**OBJECTIVE 1**
Copy the entries in Block 1 exactly as they appear, line for line, without changing anything.

# Horse colors



## Anna7 (Jan 28, 2010)

Hi all!

I'm confused about colors of horses!!! So I decided to ask you good people about this: The difference between "piebald", "skewbald", "pinto", "overo" and "tobiano". I mean seriously...everywhere I looked...there were different definitions.... So confusing!! 

Please help!

Anna


----------



## shortbackandsides (Aug 28, 2008)

Anna7 said:


> Hi all!
> 
> I'm confused about colors of horses!!! So I decided to ask you good people about this: The difference between "piebald", "skewbald", "pinto", "overo" and "tobiano". I mean seriously...everywhere I looked...there were different definitions.... So confusing!!
> 
> ...


your mixing colours and breeds


----------



## MoodyMare (Jun 15, 2009)

Piebald is black and white, skewbald is any other colour and white, pinto, overo and tobiano are the names for different types of patterns/base colours of coloured horses.

**DATA PROVIDED**
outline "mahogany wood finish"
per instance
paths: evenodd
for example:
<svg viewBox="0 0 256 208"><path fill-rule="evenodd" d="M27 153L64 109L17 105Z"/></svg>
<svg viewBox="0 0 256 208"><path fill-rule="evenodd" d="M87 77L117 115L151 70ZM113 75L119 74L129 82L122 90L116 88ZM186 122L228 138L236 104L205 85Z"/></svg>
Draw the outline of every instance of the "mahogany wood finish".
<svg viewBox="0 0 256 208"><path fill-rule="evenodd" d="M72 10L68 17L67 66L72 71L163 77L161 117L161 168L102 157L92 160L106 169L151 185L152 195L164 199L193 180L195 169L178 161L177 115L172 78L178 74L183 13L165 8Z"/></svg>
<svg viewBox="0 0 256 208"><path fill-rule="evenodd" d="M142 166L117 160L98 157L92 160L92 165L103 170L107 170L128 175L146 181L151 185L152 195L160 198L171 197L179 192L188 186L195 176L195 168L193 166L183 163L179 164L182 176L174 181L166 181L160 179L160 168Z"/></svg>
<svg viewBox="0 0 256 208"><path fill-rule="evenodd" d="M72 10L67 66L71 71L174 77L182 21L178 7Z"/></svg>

**OBJECTIVE 2**
In the horse colors thread, list every term that the first post puts in quotation marks.

**FULL SOLUTION 1**
outline "mahogany wood finish"
per instance
paths: evenodd
for example:
<svg viewBox="0 0 256 208"><path fill-rule="evenodd" d="M27 153L64 109L17 105Z"/></svg>
<svg viewBox="0 0 256 208"><path fill-rule="evenodd" d="M87 77L117 115L151 70ZM113 75L119 74L129 82L122 90L116 88ZM186 122L228 138L236 104L205 85Z"/></svg>
Draw the outline of every instance of the "mahogany wood finish".
<svg viewBox="0 0 256 208"><path fill-rule="evenodd" d="M72 10L68 17L67 66L72 71L163 77L161 117L161 168L102 157L92 160L106 169L151 185L152 195L164 199L193 180L195 169L178 161L177 115L172 78L178 74L183 13L165 8Z"/></svg>
<svg viewBox="0 0 256 208"><path fill-rule="evenodd" d="M142 166L117 160L98 157L92 160L92 165L103 170L107 170L128 175L146 181L151 185L152 195L160 198L171 197L179 192L188 186L195 176L195 168L193 166L183 163L179 164L182 176L174 181L166 181L160 179L160 168Z"/></svg>
<svg viewBox="0 0 256 208"><path fill-rule="evenodd" d="M72 10L67 66L71 71L174 77L182 21L178 7Z"/></svg>

**FULL SOLUTION 2**
piebald, skewbald, pinto, overo, tobiano